Селенгински девки—дуры.

Как пошили юбки буры,

За политику удули.

За политику держись —

Без ужина спать ложись.

 

Но девушки в ответ тоже частушку сочинили:

 

Не хочу я первачу—

Хочу второго сорту.

Хочу политику любить.

Пошлю чалдона к чёрту!

 

Голодной жизнь в ссылке не была. Скорее наоборот. Но соль, например, считалась роскошью. Папа вспоминал, как мужики приказывали жёнам: «Бабы, солите хлеб. Завтра праздник». Рассказывал он и о том, как заезжие купцы обманывали и развращали чукчей, ненцев, эвенков. За бесценок, за побрякушки, а пуще того за водку, скупали пушнину. Простодушие этих «детей Севера», их доверчивость, неумение ценить свой тяжёлый труд потрясали. Убедить такого «ребёнка» в том, что соболиные шкурки дороже «огненной воды», было невозможно.

Отец тоже увлёкся охотой, «соболевал». Лес, умная собака, сухой мороз, тёплые, удобные одежда и обувь — на всю жизнь запомнил он это как счастье.

А потом, после ссылки,— Одесса. И снова политика, агитация в рабочей среде. Там познакомился с Аниной мамой — красавицей Кларой. Сохранились у сестры папины фотографии этой поры, снимки молодёжной компании. Красивые, умные, одухотворённые молодые люди, нарядные девушки. Но... опять тюрьма. Ссылка на Северный Урал, в Чердынь. Туда Клара и приедет вслед за мужем. Невесёлую историю этой молодой семьи Аня рассказала в своей повести «Где этот дом». Правдиво рассказала. Но она отца судит, а я его судить не хочу. С моей мамой, которую он встретит в 1919 году в осаждаемой Колчаком Вятке, он проживёт в гражданском браке сорок лет. И когда в 1962 году его не станет, мама будет переживать его смерть как большую трагедию. Да и я тоже.

Я выросла в семье, где единственным богатством были книги и где родителей соединяла глубокая духовная общность. Были бедность, болезни, страдания — не было лжи, бездуховности, корысти. И да будет земля пухом и отцу, и маме! Когда произошла Октябрьская революция, папа был в Чердыни. Активно включился в события, но то, как всё поворачивалось, не совпадало с его ожиданиями. Он вышел из партии, но в 1918 году снова в неё вступил. Значит, колебался, сомневался, искал своё место в неимоверно сложных событиях.

В 1919 году он в Вятке, один из активных политических деятелей. А город прифронтовой. Чем занимается отец?  Как он агитирует за советскую власть? Я читала его газетные публикации того времени. Что-то вроде «Песни о Буревестнике» или надписей на памятнике погибшим революционерам на Марсовом поле в Питере. Он ставит «Царя Эдипа» Софокла на городской площади. Как могла древнегреческая трагедия помочь победить революции и одолеть Колчака — затрудняюсь сказать. Но... так было!

= = =

Задание 1
Перепишите дословно часть воспоминаний об отце между словами «Хочу второго сорту.» и «это как счастье.», включительно.
Задание 2
Ответьте на вопросы по воспоминаниям об отце.
(a) В каком году и в каком городе отец встретил женщину, с которой прожил в гражданском браке сорок лет?
(b) Куда отца сослали после тюрьмы, последовавшей за жизнью в Одессе?
(c) Какую пьесу отец поставил на городской площади?

= = =

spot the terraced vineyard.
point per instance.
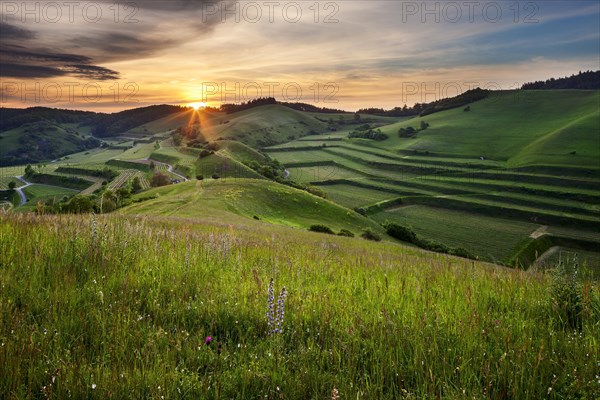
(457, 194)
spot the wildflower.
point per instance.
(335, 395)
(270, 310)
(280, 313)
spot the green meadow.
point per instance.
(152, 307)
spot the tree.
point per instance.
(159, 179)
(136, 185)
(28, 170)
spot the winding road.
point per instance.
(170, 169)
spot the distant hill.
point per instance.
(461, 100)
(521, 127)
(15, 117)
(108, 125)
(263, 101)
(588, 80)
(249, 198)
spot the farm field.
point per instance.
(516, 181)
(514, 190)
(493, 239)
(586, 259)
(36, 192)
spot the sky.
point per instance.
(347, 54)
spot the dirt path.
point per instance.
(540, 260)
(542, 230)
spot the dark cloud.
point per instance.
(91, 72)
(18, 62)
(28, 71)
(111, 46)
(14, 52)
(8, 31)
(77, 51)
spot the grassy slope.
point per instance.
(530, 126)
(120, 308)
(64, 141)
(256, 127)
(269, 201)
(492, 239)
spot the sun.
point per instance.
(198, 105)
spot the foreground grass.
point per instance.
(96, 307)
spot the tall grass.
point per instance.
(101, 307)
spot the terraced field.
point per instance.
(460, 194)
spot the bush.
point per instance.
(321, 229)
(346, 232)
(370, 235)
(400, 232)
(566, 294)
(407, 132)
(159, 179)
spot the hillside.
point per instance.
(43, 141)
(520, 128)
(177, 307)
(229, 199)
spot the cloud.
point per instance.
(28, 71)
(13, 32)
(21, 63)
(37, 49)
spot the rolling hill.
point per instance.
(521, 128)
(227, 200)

= = =

Ответ 1
Хочу второго сорту.

Хочу политику любить.

Пошлю чалдона к чёрту!

 

Голодной жизнь в ссылке не была. Скорее наоборот. Но соль, например, считалась роскошью. Папа вспоминал, как мужики приказывали жёнам: «Бабы, солите хлеб. Завтра праздник». Рассказывал он и о том, как заезжие купцы обманывали и развращали чукчей, ненцев, эвенков. За бесценок, за побрякушки, а пуще того за водку, скупали пушнину. Простодушие этих «детей Севера», их доверчивость, неумение ценить свой тяжёлый труд потрясали. Убедить такого «ребёнка» в том, что соболиные шкурки дороже «огненной воды», было невозможно.

Отец тоже увлёкся охотой, «соболевал». Лес, умная собака, сухой мороз, тёплые, удобные одежда и обувь — на всю жизнь запомнил он это как счастье.

Ответ 2
(a) В 1919 году, в осаждаемой Колчаком Вятке.
(b) На Северный Урал, в Чердынь.
(c) «Царя Эдипа» Софокла.